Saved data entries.

--*--

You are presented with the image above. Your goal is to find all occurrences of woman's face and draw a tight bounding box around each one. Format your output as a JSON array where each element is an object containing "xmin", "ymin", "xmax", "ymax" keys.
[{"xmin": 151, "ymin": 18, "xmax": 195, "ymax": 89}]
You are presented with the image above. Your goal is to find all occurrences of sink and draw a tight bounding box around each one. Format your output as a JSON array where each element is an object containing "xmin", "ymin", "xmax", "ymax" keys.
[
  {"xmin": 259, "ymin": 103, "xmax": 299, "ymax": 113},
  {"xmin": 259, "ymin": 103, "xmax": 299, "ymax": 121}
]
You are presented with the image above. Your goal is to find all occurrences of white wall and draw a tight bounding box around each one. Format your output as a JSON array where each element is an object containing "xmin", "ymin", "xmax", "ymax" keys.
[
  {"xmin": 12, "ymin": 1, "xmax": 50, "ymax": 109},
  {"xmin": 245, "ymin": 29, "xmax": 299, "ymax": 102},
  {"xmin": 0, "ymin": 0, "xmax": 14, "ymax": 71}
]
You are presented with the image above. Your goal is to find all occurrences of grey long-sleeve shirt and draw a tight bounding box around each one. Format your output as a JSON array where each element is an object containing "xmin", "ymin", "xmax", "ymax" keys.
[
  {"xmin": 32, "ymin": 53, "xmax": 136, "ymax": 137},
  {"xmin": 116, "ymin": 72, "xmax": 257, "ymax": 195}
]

--*--

EXERCISE INSTRUCTIONS.
All the entries above are to be transcribed without any alteration.

OUTPUT FOR THIS EXERCISE.
You are presented with the image above. Your goal is to find all occurrences of woman's face and draw a tight bounding box around each one. Format your output as a JSON array where each element is an object containing "xmin", "ymin", "xmax", "ymax" keys.
[{"xmin": 151, "ymin": 18, "xmax": 195, "ymax": 89}]
You are presented with the image above. Your goal is to find all occurrences of sink and draw a tight bounding box around each one. Format your output as a JSON array where each element is an object containing "xmin", "ymin", "xmax", "ymax" keys.
[
  {"xmin": 259, "ymin": 103, "xmax": 299, "ymax": 113},
  {"xmin": 259, "ymin": 103, "xmax": 299, "ymax": 121}
]
You are presented with the image above. Your goal is to find all occurrences of white wall and draw a tight bounding box around each one. Format your output as a JSON array where each element is an object containing "xmin", "ymin", "xmax", "ymax" keys.
[
  {"xmin": 12, "ymin": 1, "xmax": 50, "ymax": 109},
  {"xmin": 245, "ymin": 29, "xmax": 299, "ymax": 102},
  {"xmin": 0, "ymin": 0, "xmax": 14, "ymax": 71}
]
You are presented with the image above. Your goal is to find all occurrences of grey long-sleeve shirt and draw a tight bounding box around each one. Format your output as a JSON array where each element is an object containing "xmin", "ymin", "xmax", "ymax" keys.
[
  {"xmin": 32, "ymin": 53, "xmax": 136, "ymax": 137},
  {"xmin": 116, "ymin": 72, "xmax": 257, "ymax": 195}
]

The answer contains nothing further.